▸ **Extracted records**
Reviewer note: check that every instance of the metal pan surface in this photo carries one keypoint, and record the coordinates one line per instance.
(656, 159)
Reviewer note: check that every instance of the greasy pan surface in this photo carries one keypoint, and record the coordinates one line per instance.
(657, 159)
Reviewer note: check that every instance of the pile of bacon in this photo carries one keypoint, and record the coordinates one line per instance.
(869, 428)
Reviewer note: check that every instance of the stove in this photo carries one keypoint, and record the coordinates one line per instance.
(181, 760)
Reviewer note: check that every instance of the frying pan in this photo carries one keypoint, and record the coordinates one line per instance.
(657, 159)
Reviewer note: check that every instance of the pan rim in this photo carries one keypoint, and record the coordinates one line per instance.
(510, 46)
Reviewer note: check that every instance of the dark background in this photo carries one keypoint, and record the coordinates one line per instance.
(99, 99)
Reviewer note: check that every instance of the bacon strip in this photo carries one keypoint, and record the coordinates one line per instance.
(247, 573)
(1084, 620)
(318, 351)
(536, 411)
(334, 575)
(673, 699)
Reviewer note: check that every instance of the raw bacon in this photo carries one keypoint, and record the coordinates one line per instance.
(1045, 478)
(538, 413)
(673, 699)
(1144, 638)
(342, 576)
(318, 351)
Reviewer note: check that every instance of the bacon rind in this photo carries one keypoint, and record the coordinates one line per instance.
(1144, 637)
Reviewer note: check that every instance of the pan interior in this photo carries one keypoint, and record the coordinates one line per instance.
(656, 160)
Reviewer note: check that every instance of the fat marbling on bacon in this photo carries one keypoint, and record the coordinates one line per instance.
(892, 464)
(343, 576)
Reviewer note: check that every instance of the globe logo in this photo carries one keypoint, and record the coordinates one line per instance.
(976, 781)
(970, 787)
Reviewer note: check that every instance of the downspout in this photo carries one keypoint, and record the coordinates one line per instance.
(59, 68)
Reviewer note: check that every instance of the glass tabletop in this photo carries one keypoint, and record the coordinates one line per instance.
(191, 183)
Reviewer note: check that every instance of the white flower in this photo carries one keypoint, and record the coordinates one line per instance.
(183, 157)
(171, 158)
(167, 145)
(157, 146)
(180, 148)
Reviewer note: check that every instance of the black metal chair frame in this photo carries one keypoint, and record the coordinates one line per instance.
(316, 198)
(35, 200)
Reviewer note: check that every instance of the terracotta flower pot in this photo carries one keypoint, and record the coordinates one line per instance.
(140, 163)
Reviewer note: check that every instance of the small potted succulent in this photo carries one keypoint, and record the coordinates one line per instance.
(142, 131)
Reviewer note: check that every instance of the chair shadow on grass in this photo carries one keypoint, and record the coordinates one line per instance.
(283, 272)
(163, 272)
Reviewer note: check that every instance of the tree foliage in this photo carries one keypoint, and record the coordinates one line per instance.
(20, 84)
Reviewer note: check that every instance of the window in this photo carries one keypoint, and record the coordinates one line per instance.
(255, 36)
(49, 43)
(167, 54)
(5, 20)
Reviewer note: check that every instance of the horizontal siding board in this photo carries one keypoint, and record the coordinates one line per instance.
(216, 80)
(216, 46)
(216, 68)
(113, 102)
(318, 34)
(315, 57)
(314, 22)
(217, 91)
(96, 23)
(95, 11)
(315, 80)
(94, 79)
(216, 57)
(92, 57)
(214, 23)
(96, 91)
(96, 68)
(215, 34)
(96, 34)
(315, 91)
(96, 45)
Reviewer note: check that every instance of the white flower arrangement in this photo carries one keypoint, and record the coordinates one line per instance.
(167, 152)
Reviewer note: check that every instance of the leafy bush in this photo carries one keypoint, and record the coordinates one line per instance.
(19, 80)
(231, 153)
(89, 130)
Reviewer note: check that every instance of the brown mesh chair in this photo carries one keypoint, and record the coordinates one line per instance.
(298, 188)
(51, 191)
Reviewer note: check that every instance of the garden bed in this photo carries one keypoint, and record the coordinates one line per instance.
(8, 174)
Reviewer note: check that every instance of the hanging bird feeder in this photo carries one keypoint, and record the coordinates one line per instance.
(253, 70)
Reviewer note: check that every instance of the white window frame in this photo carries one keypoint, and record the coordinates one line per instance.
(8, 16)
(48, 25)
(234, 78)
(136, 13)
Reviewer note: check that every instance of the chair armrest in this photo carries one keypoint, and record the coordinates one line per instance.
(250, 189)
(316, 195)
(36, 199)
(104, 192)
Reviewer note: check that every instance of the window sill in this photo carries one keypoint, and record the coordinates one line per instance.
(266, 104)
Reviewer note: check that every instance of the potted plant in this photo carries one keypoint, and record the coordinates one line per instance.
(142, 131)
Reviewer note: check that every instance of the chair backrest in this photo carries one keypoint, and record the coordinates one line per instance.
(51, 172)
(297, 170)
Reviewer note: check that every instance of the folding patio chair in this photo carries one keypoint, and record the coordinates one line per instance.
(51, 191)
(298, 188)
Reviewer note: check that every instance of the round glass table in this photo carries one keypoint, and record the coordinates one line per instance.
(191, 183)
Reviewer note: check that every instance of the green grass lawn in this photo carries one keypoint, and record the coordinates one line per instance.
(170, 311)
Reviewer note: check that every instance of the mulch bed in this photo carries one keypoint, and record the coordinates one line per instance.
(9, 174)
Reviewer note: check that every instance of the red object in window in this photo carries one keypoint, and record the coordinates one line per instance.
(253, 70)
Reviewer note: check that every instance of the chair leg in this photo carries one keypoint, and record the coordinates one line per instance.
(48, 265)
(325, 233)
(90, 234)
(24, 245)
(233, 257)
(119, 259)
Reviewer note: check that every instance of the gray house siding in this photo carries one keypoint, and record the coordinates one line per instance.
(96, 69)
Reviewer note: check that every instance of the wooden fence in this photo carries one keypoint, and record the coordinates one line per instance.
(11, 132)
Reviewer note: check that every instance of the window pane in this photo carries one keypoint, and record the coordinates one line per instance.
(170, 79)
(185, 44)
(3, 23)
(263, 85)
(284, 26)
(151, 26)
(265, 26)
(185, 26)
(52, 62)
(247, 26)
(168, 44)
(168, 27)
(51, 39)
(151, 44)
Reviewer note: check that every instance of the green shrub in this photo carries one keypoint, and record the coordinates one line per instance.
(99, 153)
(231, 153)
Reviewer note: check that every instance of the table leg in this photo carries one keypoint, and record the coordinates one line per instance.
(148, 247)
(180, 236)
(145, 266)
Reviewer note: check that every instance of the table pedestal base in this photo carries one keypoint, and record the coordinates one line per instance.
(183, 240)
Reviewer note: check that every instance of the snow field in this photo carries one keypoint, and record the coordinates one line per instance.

▸ **Instructions to follow**
Copy the listing above out again in its entirety, exactly as written.

▸ **Exercise response**
Reviewer note: check that every instance of the metal pan surface in this photo carries one keypoint, and record the coordinates one line per instance.
(656, 159)
Reviewer note: check that every instance of the greasy pan surface in this photo carries one keypoint, and record the coordinates one line per instance.
(657, 159)
Reviewer note: check that every instance of the pile of bacon in this photo carries one keypoint, and record the coordinates one line per instance.
(869, 428)
Reviewer note: check that every instance of the stove in this photo carries one keypoint, and record the coordinates one line per instance.
(181, 760)
Reviewer note: check that every instance of the frying pan in this photo carries one keypoint, and record the coordinates one line per instance.
(657, 159)
Reviewer note: check that every instance of the pan rim in this photo carries one keypoint, and record the coordinates one line per instance.
(510, 46)
Reviewer note: check that every instance of the dark background in this photo carries one keypoint, and record the coordinates one line per instance.
(99, 99)
Reviewer note: check that every instance of the bacon strip in this photo carries one keypoint, and record the coordinates one line per instance.
(247, 573)
(1084, 620)
(318, 351)
(536, 411)
(334, 575)
(673, 699)
Reviewer note: check that every instance of the raw bacon in this photo carries one keypoint, and record the coordinates one line per instance.
(1045, 478)
(538, 413)
(673, 699)
(1144, 638)
(342, 576)
(318, 351)
Reviewer note: check that every instance of the bacon rind in this photo carries one keypoint, and record the coordinates one line per instance.
(1144, 637)
Reviewer note: check that every instance of the pan interior in this photo carries one keypoint, and record the coordinates one line per instance.
(656, 160)
Reviewer note: check that every instance of the fat marbling on bacon in this photo carries one keypoint, and record the coordinates one line per instance.
(892, 464)
(343, 576)
Reviewer note: check that every instance of the globe logo in this photo carries one keypoint, and record the coordinates one line per instance.
(976, 781)
(970, 787)
Reviewer note: check that every instance of the downspout in this photo carries one keypoint, and record the coordinates one line per instance.
(59, 68)
Reviewer note: check that every instance of the glass tabletop in this photo carries one keypoint, and record the coordinates one line per instance.
(191, 183)
Reviewer note: check that every instance of the white flower in this photo carries one keypoint, and record the coordinates one line per instance.
(183, 157)
(171, 158)
(167, 145)
(157, 146)
(180, 148)
Reviewer note: check that every instance of the black metal chair frame in this photo carries one keypoint, and record the coordinates one line per instance.
(316, 198)
(35, 200)
Reviewer note: check that every instance of the terracotta flower pot in this photo carries one keypoint, and record the coordinates one line per instance.
(140, 163)
Reviewer note: check that every instance of the small potted succulent in this photo carries one keypoint, and record the coordinates one line per instance.
(142, 131)
Reviewer note: check that every instance of the chair shadow on grass in this photo carries one keypoint, and record the coordinates one line per instance.
(283, 272)
(163, 272)
Reviewer note: check that every instance of the tree foliage in this photo carries one keypoint, and record the coordinates one line per instance.
(20, 84)
Reviewer note: check that every instance of the window in this photo carries one keypoint, and record the coordinates one line per instance.
(255, 36)
(49, 43)
(167, 54)
(5, 20)
Reviewer note: check that every instance of the horizontal siding board in this photo carries one keypoint, and record the coordinates one line per instance.
(216, 80)
(216, 46)
(216, 68)
(113, 102)
(318, 34)
(315, 57)
(314, 22)
(217, 91)
(96, 23)
(95, 11)
(315, 80)
(94, 79)
(216, 57)
(92, 57)
(214, 23)
(96, 91)
(96, 68)
(215, 34)
(96, 34)
(315, 91)
(96, 45)
Reviewer note: check that every instance of the white flower arrangement in this photo carries one keypoint, and record the coordinates one line per instance.
(167, 152)
Reviewer note: check that every instance of the leafy bush in this photo carries one keypoint, and record the coordinates one line per instance.
(19, 80)
(231, 153)
(89, 130)
Reviewer note: check that every instance of the brown mesh chair in this photo carries one keypoint, and record the coordinates one line per instance.
(298, 188)
(51, 191)
Reviewer note: check that every instance of the garden bed in this photo carries one keypoint, and record the coordinates one line per instance.
(8, 174)
Reviewer note: check that every instance of the hanging bird feeder in this photo carries one keypoint, and record the coordinates one line per instance.
(253, 70)
Reviewer note: check that every instance of the white window frame in this photo carries one keypoint, and record the coordinates one line per instance.
(8, 16)
(48, 25)
(234, 78)
(136, 13)
Reviewer note: check that every instance of the chair armrest in this photo carries one keypoint, and record the coordinates one line per instance.
(250, 189)
(316, 195)
(36, 199)
(104, 192)
Reviewer note: check that every instance of the window sill in this photo carries one keypoint, and record the coordinates one line per instance.
(266, 104)
Reviewer note: check that every instance of the potted plant in this photo carries one keypoint, and record the coordinates one line per instance.
(142, 131)
Reviewer note: check that every instance of the chair backrest in this photo carries one keypoint, and record the coordinates one line per instance.
(51, 172)
(297, 170)
Reviewer note: check that every instance of the folding patio chair in this photo carries one keypoint, and record the coordinates one line per instance.
(51, 191)
(298, 188)
Reviewer note: check that every instance of the round glass table in this photo carries one keypoint, and record the coordinates one line per instance.
(191, 183)
Reviewer note: check that every instance of the green grass lawn in this photo carries one keypoint, and record the coordinates one line per instance.
(170, 311)
Reviewer note: check that every instance of the mulch bed in this photo carries one keypoint, and record the coordinates one line per instance.
(9, 174)
Reviewer note: check that every instance of the red object in window in this photo carries one keypoint, and record the coordinates one line per instance.
(253, 70)
Reviewer note: check that every instance of the chair leg in this photo carries one keypoint, and record the coordinates one line per instance.
(48, 265)
(325, 233)
(90, 234)
(24, 245)
(233, 257)
(119, 259)
Reviewer note: check that every instance of the gray house siding in this photo carries one keypoint, and record the coordinates one line per instance.
(96, 69)
Reviewer note: check that every instance of the wooden fence in this photo carries one keypoint, and record the coordinates one line per instance.
(11, 132)
Reviewer note: check that every instance of the window pane in this photo carries one keypoint, and record the coordinates one line per instance.
(170, 79)
(185, 44)
(3, 23)
(263, 85)
(284, 26)
(151, 26)
(265, 26)
(185, 26)
(52, 62)
(247, 26)
(168, 44)
(168, 27)
(51, 39)
(151, 44)
Reviewer note: check that every instance of the green shrub in this photo carries one keypoint, and record the coordinates one line per instance.
(99, 153)
(231, 153)
Reviewer note: check that every instance of the table leg in this photo carries one keypoint, and record the coordinates one line per instance.
(148, 247)
(180, 236)
(145, 266)
Reviewer note: check that every instance of the table pedestal base in this photo carries one keypoint, and record the coordinates one line per instance.
(183, 240)
Reviewer note: check that every instance of the snow field in this photo carries one keypoint, and record the coordinates one line per instance.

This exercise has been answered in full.